Repeat all entries exactly.
--- START The input ---
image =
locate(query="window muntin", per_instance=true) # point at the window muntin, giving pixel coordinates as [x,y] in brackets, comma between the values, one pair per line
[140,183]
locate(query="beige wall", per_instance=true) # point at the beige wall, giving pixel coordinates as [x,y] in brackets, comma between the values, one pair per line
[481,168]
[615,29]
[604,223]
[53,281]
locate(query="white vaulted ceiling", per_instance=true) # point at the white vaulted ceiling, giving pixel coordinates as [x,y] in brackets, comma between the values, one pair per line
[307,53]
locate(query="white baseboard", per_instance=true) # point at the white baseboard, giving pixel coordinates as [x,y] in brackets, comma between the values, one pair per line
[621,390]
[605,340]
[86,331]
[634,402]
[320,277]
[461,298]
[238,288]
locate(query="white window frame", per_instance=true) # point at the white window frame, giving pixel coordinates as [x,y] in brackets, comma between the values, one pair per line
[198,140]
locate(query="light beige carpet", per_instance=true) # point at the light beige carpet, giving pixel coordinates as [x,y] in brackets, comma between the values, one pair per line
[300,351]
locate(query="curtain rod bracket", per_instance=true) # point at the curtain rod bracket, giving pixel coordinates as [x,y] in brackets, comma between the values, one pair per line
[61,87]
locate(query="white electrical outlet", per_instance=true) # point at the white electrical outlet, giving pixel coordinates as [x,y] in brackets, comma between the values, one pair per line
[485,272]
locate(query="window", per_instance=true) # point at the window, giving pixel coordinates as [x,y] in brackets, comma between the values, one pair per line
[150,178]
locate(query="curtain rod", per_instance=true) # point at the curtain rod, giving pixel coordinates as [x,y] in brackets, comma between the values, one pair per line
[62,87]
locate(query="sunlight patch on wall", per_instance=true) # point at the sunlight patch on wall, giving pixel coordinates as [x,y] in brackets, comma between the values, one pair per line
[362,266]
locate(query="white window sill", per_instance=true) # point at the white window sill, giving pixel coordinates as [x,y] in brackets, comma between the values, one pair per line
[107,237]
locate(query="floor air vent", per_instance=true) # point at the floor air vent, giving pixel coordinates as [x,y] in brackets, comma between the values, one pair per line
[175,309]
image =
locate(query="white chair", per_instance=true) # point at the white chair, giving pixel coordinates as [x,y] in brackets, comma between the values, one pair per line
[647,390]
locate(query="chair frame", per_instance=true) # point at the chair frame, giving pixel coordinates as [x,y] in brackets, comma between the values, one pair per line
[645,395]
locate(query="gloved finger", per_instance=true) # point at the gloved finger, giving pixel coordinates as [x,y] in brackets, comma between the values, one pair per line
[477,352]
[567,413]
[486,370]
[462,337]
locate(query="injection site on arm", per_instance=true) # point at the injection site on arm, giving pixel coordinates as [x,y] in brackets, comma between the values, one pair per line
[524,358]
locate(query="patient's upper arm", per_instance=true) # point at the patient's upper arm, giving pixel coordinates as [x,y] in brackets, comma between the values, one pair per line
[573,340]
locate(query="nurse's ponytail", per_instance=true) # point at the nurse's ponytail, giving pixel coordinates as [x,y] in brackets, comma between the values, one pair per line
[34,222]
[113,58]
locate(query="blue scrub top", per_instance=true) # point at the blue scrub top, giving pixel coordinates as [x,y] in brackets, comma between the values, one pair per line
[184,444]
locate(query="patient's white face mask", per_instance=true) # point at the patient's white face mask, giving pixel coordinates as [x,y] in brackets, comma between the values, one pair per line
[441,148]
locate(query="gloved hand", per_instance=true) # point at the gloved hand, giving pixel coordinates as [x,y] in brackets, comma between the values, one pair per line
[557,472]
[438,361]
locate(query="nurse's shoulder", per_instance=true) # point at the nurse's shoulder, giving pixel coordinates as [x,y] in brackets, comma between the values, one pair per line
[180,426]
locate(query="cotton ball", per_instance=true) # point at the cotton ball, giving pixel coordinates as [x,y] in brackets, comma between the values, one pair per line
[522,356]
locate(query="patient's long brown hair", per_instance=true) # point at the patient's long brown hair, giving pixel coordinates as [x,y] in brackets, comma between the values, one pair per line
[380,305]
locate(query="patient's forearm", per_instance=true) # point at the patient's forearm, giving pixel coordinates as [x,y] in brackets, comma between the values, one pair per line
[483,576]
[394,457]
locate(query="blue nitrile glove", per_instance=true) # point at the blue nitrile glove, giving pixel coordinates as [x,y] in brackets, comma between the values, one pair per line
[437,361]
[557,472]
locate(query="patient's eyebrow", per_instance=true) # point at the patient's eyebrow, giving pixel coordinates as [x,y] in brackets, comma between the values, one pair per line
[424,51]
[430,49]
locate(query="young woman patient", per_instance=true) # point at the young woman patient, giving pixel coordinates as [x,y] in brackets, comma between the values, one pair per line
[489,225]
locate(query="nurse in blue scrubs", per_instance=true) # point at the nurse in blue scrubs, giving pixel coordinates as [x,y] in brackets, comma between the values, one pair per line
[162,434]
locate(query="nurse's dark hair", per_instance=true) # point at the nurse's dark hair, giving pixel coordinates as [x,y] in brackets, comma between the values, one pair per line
--- END The input ---
## The reply
image =
locate(query="window muntin", per_instance=true) # point at the window muntin, giving pixel coordinates as [x,y] in brackets, comma between the values, one pair per line
[140,183]
locate(query="beige wall", per_instance=true) # point at the beige wall, giving pixel coordinates as [x,y] in brackets, comma between the values, one pair per line
[481,168]
[615,29]
[604,223]
[53,281]
locate(query="white vaulted ceiling", per_instance=true) # point at the white vaulted ceiling, giving pixel coordinates as [x,y] in brackets, comma between the values, one pair per line
[307,53]
locate(query="white baseboard", per_instance=true) # point at the white baseboard, giving pixel coordinates as [x,y] in brackets, comma between the values, one pair per line
[621,390]
[605,340]
[86,331]
[634,402]
[320,277]
[461,298]
[238,288]
locate(query="white window frame", per_instance=true) # point at the white window frame, giving pixel coordinates as [x,y] in brackets, comma between the values, one pair per line
[198,140]
locate(query="light beige carpet", per_instance=true) # point at the light beige carpet, giving pixel coordinates as [x,y] in brackets, comma between the values, one pair per line
[300,351]
locate(query="curtain rod bracket", per_instance=true) # point at the curtain rod bracket, giving pixel coordinates as [x,y] in brackets, comma between the values, one pair per line
[61,87]
locate(query="white electrical outlet", per_instance=true) # point at the white electrical outlet, giving pixel coordinates as [x,y] in brackets, comma between the values, one pair per line
[485,272]
locate(query="window", per_instance=true) # point at the window, giving pixel coordinates as [x,y] in brackets, comma between the values, one pair per line
[150,178]
locate(query="curtain rod", per_instance=true) # point at the curtain rod, giving pixel coordinates as [x,y] in brackets, comma between the values, one pair per line
[62,87]
locate(query="sunlight patch on wall", per_instance=true) # point at the sunlight patch on wall, giving pixel coordinates as [x,y] in brackets, comma between the values, one pair per line
[362,266]
locate(query="white window sill", per_instance=true) # point at the white window sill, giving pixel coordinates as [x,y] in brackets, comma between the values, one pair per line
[107,237]
locate(query="floor air vent", per_instance=true) # point at the floor air vent, giving pixel coordinates as [x,y] in brackets, comma between the values, one pair per line
[175,309]
image =
locate(query="white chair", per_instance=true) # point at the white chair, giving pixel coordinates as [x,y] in brackets, comma between the values, one pair per line
[647,390]
locate(query="chair frame", per_instance=true) # point at the chair frame, giving pixel coordinates as [x,y] in brackets, comma between the values, one pair per line
[645,395]
locate(query="gloved finger", per_instance=true) # point at the gloved finger, giving pixel coordinates as [x,y] in brackets, comma between the values, one pair per line
[477,352]
[567,413]
[486,370]
[462,337]
locate(query="injection site on arm", per_instance=true) # point at the injection site on arm, giving pixel coordinates as [x,y] in brackets, comma between the values, one pair per line
[524,358]
locate(query="patient's upper arm", per_instance=true) # point at the patient's upper arm, giving pixel coordinates as [x,y] in brackets, comma between the values, one pair per line
[573,340]
locate(query="nurse's ponytail", per_instance=true) # point at the nurse's ponytail, giving pixel coordinates as [x,y] in brackets, comma between the values, one pair per line
[34,222]
[113,58]
locate(query="blue scrub top", per_instance=true) # point at the blue scrub top, giving pixel coordinates as [x,y] in brackets, comma between the values, one pair per line
[184,444]
locate(query="patient's white face mask", per_instance=true) # point at the patient's white face mask, giving pixel coordinates as [x,y] in brackets, comma between the values, one pair per line
[441,148]
locate(query="gloved hand", per_instance=true) # point at the gloved hand, giving pixel coordinates as [x,y] in brackets, comma between the values, one pair per line
[557,472]
[438,361]
locate(query="nurse's shoulder", per_instance=true) # point at the nurse's shoulder, giving pixel coordinates as [x,y] in brackets, comma between the values, one pair per line
[180,426]
locate(query="cotton ball", per_instance=true) # point at the cotton ball, giving pixel coordinates as [x,y] in brackets, comma between the values, one pair per line
[522,356]
locate(query="patient's long brown hair", per_instance=true) # point at the patient's long brown hair, giving pixel coordinates as [x,y] in brackets, comma between the values, one pair per line
[380,305]
locate(query="patient's forearm", per_instance=true) # point at the patient's forearm, giving pixel coordinates as [x,y] in brackets, comma between the values, one pair per line
[483,576]
[394,457]
locate(query="blue nitrile glove", per_instance=true) # point at the blue nitrile glove, giving pixel coordinates as [x,y] in brackets, comma between the values, one pair per line
[437,361]
[557,472]
locate(query="patient's eyebrow", per_instance=true) # point at the patient's eyebrow, giving pixel coordinates as [x,y] in brackets, comma between the values, one pair per line
[424,51]
[430,49]
locate(query="young woman patient", per_instance=true) # point at the young woman patient, giving pixel coordinates as [x,y] in brackets, comma between the values, one pair per line
[489,225]
locate(query="nurse in blue scrubs", per_instance=true) # point at the nurse in blue scrubs, giving pixel coordinates as [x,y] in brackets, comma between the values, one pair per line
[162,434]
locate(query="nurse's dark hair", per_instance=true) # point at the nurse's dark hair, giving pixel coordinates as [x,y] in brackets, comma between the values, one pair per line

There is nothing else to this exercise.